═══ PROVIDED TEXT ═══
Matt Herron, civil rights photojournalist and activist, dies at 89
Matt Herron, an activist, acclaimed photojournalist of the civil rights movement, and friend of the King Institute, passed away on 7 August. Born in 1931, Herron earned a B.A. in English at Princeton University and was a conscientious objector during the Korean War, when he first gained experience in organizing peaceful demonstrations. Herron privately studied photography under Minor White, a photographer for the American Friends Service Committee, and one of his earliest assignments was to document the Tennessee and North Carolina lunch counter sit-ins for Lifeand Lookmagazines.
Herron moved to Jackson, Mississippi, with his family in the summer of 1963, where he focused his work on the civil rights movement. Mentored by Dorothea Lange, Herron founded the Southern Documentary Project in 1964, a team of six photographers seeking to document the process of social change in the South. Alongside his wife Jeannine, Herron founded the Child Development Group of Mississippi in 1965. The statewide Head Start initiative was the largest in the nation and provided impoverished children with school preparation, two meals per day, and medical services.
Herron’s photos of the historic Selma to Montgomery march brought worldwide attention to the struggle for racial justice. His photograph of the attack on a child by a Mississippi Highway patrolmen won Herron the World Press Photo Contest in 1965. Herron captured some of the most iconic photographs of the civil rights era, covering the movement for Life, Look, Newsweek, Time, and Saturday Evening Post. Herron’s work is also featured in his 2014 book Mississippi Eyes: The Story and Photography of the Southern Documentary Projectand is on exhibit at the National Museum of African American History and Culture, Birmingham Civil Rights Institute, National Civil Rights Museum, and the Smithsonian Institution, amongst others.
═══ DATA PROVIDED ═══
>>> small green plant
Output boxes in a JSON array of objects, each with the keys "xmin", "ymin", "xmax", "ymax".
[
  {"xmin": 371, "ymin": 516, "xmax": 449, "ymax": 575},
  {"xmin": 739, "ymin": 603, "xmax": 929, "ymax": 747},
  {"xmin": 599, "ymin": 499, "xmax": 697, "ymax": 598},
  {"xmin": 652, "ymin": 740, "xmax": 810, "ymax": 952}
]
═══
### PROBLEMS TO SOLVE
1. Print the Herron obituary from "Matt Herron, civil" to "for Lifeand Lookmagazines.".
2. In the Herron obituary, which contest did Herron win in 1965?
Work only from the obituary.

### WRITTEN RESPONSES
1.
Matt Herron, civil rights photojournalist and activist, dies at 89
Matt Herron, an activist, acclaimed photojournalist of the civil rights movement, and friend of the King Institute, passed away on 7 August. Born in 1931, Herron earned a B.A. in English at Princeton University and was a conscientious objector during the Korean War, when he first gained experience in organizing peaceful demonstrations. Herron privately studied photography under Minor White, a photographer for the American Friends Service Committee, and one of his earliest assignments was to document the Tennessee and North Carolina lunch counter sit-ins for Lifeand Lookmagazines.

2. The World Press Photo Contest.